PROMPT: Extend the excerpt on deployment recommendations for SDK tenant landscapes, picking up after its final sentence about placing the user acceptance tenant on a different system.

EXCERPT PROVIDED:
>>>

When using the SDK it is important to plan the landscape and how the solution will move through the tenant landscape. This blog highlights key topics discussed in the Deployment Recommendations with SDK presentation.

The presentation provides details on the following topics:

  • Recommended Standard Landscape for SDK Development
  • Advanced Options with more than 3 Tenants
  • Solution Template Option
  • Solution and Patch Process in Detail

This blog highlights the major points from the presentation.

Recommended Standard Landscape for SDK Development

As stated in the previous blogs, the recommended landscape is a separate DEV tenant that is used only for development.   When setting up the development tenant, there are some very important considerations:

  • Development tenant is a normal test tenant which is used solely for SDK developments.
  • Create the development tenant from the (main) test tenant. Usually full copy, to copy the solution profile and test data.
  • The test tenant remains the leading tenant for implementation configuration.

Use these tips to avoid obstacles:

  • Do not assign the PDI work center to business users.
  • Do not use the SDK development user for tests in frontend.
  • Do not use the development tenant for integration, data migration preparation, report adoption and master/page Layouts, because of namespace switch in patch process.

Advanced Options with More than 3 Tenants

Whenever a test tenant is purchased, by default it is on the same system as your other test tenant.   With multiple test tenants on the same system, both tenants must have the same version of the SDK  solution.  This may not be what you need.

Example: 
In your company you have developers working on a DEV tenant.  There are administration/key users testing on the TEST tenant.  Additionally, you have user acceptance testing going on regionally. The user acceptance testing is done by a group of business users. It could be that while user acceptance test is going on, the key users are testing an updated version of the solution that has not yet been rolled out to the user acceptance testing.  In this situation, the user acceptance testing may be on version 2.0 of a SDK solution, while the developers and key users are testing version 2.5 of the custom solution.

In order to support the previous example, the user acceptance testing needs to be on a different version of the SDK solution.  This requires that the user acceptance tenant be located on a different system.

<<<

LISTED ENTRIES:
>>>

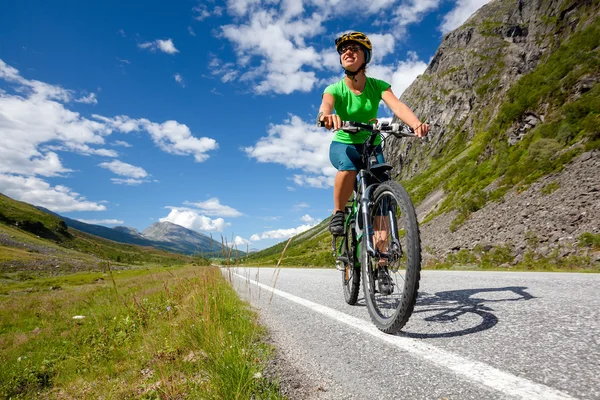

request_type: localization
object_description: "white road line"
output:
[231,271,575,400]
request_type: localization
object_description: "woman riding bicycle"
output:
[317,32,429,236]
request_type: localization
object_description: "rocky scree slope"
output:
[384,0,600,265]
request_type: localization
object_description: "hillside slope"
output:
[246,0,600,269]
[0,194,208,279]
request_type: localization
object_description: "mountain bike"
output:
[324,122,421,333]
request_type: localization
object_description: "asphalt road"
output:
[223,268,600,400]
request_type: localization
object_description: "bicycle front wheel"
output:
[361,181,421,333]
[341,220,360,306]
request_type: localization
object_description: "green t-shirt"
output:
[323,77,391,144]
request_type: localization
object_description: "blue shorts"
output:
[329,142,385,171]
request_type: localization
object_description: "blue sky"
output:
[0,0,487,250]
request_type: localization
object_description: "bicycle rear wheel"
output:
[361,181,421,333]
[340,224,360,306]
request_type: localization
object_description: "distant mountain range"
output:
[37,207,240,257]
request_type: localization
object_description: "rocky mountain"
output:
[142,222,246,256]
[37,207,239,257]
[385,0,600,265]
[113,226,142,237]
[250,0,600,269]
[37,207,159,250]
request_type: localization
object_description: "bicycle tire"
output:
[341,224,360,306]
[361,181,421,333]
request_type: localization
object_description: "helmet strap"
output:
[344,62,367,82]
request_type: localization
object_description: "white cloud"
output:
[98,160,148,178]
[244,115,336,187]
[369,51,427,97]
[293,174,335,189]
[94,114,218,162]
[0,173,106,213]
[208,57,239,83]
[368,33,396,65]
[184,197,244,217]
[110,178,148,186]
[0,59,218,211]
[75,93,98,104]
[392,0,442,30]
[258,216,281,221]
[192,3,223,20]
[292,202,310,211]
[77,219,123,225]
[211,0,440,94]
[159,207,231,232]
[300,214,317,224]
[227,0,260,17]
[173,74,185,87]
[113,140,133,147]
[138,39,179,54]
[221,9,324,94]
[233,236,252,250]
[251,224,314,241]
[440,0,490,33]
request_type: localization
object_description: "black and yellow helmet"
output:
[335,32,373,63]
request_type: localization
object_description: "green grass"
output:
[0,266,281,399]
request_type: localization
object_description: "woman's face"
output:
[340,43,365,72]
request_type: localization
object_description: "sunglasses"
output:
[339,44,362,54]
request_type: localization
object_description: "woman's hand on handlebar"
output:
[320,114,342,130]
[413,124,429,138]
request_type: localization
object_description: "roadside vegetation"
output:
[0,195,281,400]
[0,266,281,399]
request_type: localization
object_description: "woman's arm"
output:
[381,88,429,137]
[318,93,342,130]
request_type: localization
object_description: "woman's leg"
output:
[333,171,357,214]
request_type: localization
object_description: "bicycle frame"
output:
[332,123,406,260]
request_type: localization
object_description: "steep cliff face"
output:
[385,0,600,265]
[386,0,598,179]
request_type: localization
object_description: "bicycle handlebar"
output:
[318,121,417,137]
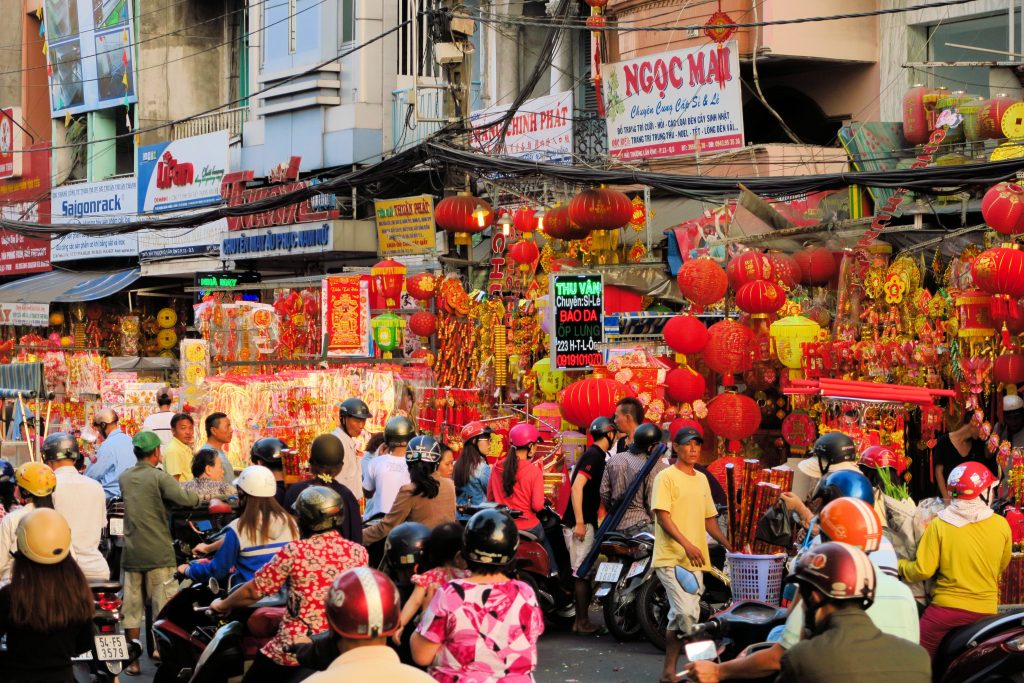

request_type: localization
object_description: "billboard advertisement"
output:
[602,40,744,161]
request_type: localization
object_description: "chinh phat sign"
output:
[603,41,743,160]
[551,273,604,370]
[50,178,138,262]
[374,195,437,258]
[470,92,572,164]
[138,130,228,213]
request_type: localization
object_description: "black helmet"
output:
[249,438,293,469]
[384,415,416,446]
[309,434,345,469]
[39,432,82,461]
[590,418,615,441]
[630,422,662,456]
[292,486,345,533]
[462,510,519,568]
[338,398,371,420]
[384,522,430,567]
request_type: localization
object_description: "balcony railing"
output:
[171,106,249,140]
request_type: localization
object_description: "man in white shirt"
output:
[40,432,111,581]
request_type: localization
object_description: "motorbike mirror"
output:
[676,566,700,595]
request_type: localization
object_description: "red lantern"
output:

<<<

REPLY TO THE EXERCISE:
When test tenants are purchased and created, by default the system where they are located will not be known to you.   You need to create an incident when requesting the test tenant and request it be on a different system in order to support multiple versions of the SDK solution.

Solution Template Option

Some consultants prefer to develop using solution template. This enables you to start coding when the design is not ready. There are disadvantages as well, for example business configuration content cannot be created.  The presentation describes the pros and cons to help you make your decisions.

Solution and Patch Process in Detail

In order to deploy the solution to the (main) test tenant and production tenant, you need to assemble the solution in the development tenant and upload and activate it in the target tenant. Once the solution is assembled, all further developments and enhancements are done via a patch and must be compatible to previous versions. This means that deletion of objects (BOs, fields, BCOs, etc.) as well as change of data types is not allowed in a patch. However you can add new fields and objects and change the business logic in a patch. When the patch is then deployed to production, the entire solution is deployed to production.  There are no ‘delta’ deployments. The actual deployment is a manual step, consisting of uploading a locally stored solution file to the target tenant and activation of the solution in that tenant. There is no transport mechanism between the tenants.